━━━ Task material

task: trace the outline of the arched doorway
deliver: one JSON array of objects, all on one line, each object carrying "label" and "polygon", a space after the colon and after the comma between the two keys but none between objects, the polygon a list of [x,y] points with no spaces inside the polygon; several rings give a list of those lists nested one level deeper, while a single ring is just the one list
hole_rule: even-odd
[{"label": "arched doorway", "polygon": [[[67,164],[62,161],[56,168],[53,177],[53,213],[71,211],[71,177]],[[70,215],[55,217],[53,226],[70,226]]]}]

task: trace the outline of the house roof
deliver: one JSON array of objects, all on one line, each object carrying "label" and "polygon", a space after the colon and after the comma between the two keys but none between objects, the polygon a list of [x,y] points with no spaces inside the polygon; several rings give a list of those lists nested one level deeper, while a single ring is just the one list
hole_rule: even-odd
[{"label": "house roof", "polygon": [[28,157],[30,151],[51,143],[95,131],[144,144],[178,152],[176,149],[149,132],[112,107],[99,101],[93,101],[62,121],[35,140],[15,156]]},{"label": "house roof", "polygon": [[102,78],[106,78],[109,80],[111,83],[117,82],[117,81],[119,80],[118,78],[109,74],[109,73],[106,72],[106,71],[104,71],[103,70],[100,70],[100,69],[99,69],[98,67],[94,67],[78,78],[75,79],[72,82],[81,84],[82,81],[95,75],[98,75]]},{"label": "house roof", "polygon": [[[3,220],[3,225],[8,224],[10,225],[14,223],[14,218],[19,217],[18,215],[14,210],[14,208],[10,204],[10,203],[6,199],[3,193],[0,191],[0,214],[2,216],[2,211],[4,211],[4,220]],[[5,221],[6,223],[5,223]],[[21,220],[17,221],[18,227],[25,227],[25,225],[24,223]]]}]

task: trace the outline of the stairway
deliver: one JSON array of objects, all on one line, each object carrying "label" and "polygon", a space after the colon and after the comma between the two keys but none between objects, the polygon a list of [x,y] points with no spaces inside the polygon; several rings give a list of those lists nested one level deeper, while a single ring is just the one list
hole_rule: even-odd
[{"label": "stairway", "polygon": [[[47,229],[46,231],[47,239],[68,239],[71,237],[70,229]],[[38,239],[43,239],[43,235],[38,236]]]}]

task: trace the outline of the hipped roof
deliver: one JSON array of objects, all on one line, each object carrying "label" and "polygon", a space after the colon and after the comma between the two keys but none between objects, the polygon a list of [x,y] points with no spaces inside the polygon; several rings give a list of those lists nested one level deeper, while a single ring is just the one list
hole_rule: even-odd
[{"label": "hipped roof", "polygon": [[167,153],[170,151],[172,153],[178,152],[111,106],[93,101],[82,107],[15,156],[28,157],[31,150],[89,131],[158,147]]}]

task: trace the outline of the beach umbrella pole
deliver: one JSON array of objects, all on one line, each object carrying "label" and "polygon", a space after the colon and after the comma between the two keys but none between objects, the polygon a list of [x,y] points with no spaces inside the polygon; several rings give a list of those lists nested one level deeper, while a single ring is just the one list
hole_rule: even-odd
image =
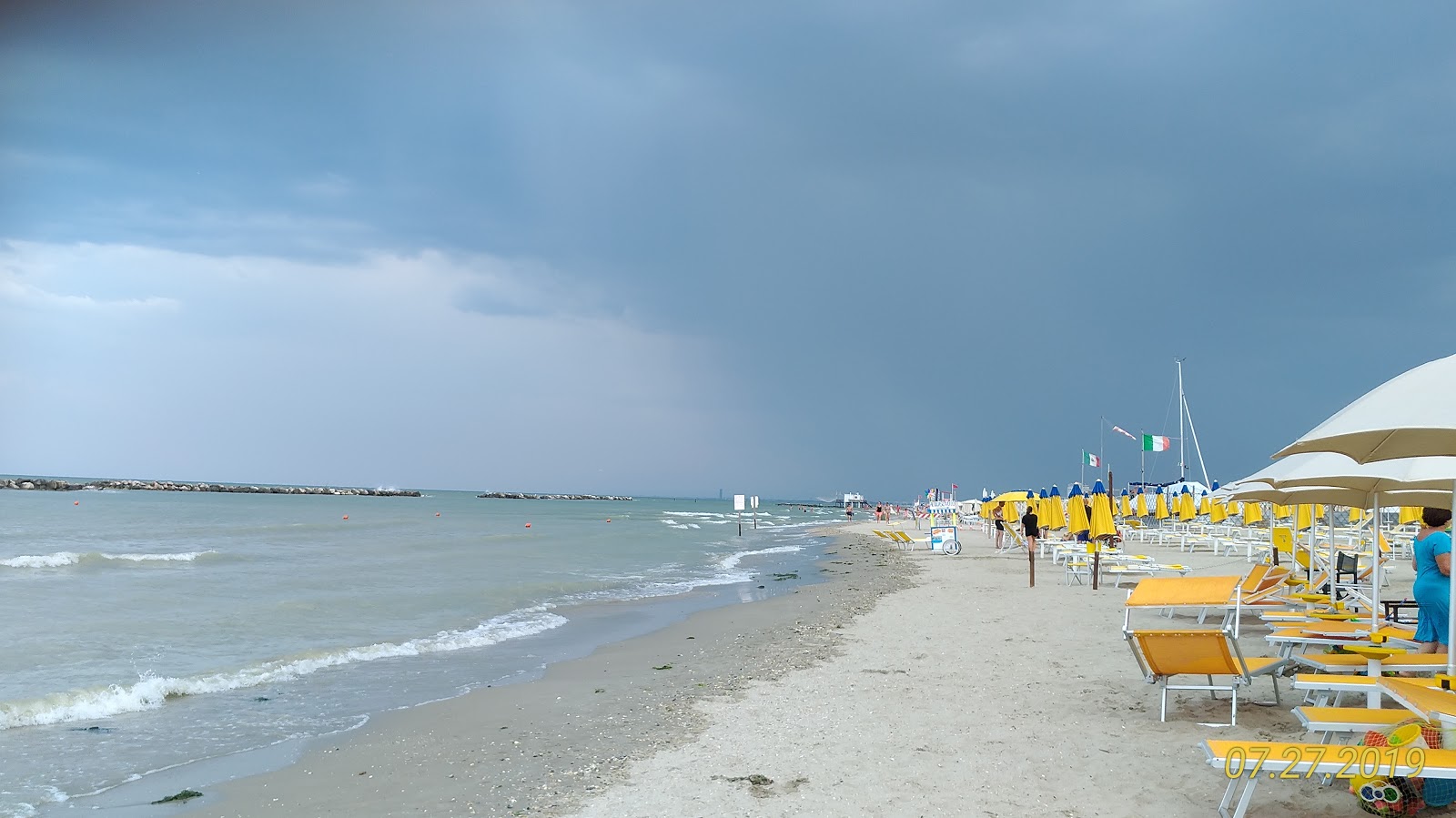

━━━━━━

Transcribe all of the material exactly, leaving out whatever pictures it contains.

-- Task solution --
task: trace the outline of the arched doorway
deliver: one JSON array of objects, all on one line, each object carrying "label" and "polygon", a space after the colon and after the comma between the two keys but none between objects, the polygon a list of [x,y] points with no spaces inside the polygon; several rings give a list of those lists nested one level deeper, while a single ring is just the one list
hole_rule: even-odd
[{"label": "arched doorway", "polygon": [[[67,164],[62,161],[56,168],[53,177],[53,213],[71,211],[71,177]],[[70,215],[55,217],[53,226],[70,226]]]}]

task: trace the outline of the house roof
deliver: one JSON array of objects, all on one line, each object carrying "label" and "polygon", a space after the colon and after the comma between the two keys but none between objects, the polygon a list of [x,y] points with no spaces inside the polygon; several rings give a list of those lists nested one level deeper, while a single ring is just the one list
hole_rule: even-odd
[{"label": "house roof", "polygon": [[28,157],[30,151],[51,143],[95,131],[144,144],[178,152],[176,149],[149,132],[112,107],[99,101],[93,101],[62,121],[35,140],[15,156]]},{"label": "house roof", "polygon": [[102,78],[106,78],[109,80],[111,83],[117,82],[117,81],[119,80],[118,78],[109,74],[109,73],[106,72],[106,71],[104,71],[103,70],[100,70],[100,69],[99,69],[98,67],[94,67],[78,78],[75,79],[72,82],[81,84],[82,81],[95,75],[98,75]]},{"label": "house roof", "polygon": [[[3,220],[3,225],[8,224],[10,225],[14,223],[14,218],[19,217],[18,215],[14,210],[14,208],[10,204],[10,203],[6,199],[3,193],[0,191],[0,214],[2,216],[2,211],[4,211],[4,220]],[[5,221],[6,223],[5,223]],[[21,220],[17,221],[18,227],[25,227],[25,225],[24,223]]]}]

task: trace the outline of the stairway
deliver: one JSON array of objects, all on one line, each object carrying "label" and "polygon", a space after the colon and after the comma between the two keys but none between objects, the polygon a list of [x,y] points with no spaces inside the polygon; several rings give a list of those lists nested one level deeper, while a single ring is just the one list
hole_rule: even-odd
[{"label": "stairway", "polygon": [[[47,229],[46,231],[47,239],[68,239],[71,237],[70,229]],[[38,239],[43,239],[43,235],[38,236]]]}]

task: trace the outline of the hipped roof
deliver: one JSON array of objects, all on one line, each object carrying "label" and "polygon", a space after the colon and after the comma between the two keys but none between objects, the polygon a list of [x,y] points with no spaces inside the polygon; several rings give a list of those lists nested one level deeper, while a single ring is just the one list
hole_rule: even-odd
[{"label": "hipped roof", "polygon": [[167,153],[170,151],[172,153],[178,152],[111,106],[93,101],[82,107],[15,156],[28,157],[31,150],[89,131],[158,147]]}]

task: trace the outline of the beach umbrella pole
deliver: one JSON array of objects, all on one line, each object carrying "label" and "polygon", a space after the colon and after the comma between the two keys but none between objects, the polygon a list of [x,y] points with no spaces inside the polygon; several rings give a list of those lists nested one level deeper, while a single ring is just the one list
hole_rule: even-odd
image =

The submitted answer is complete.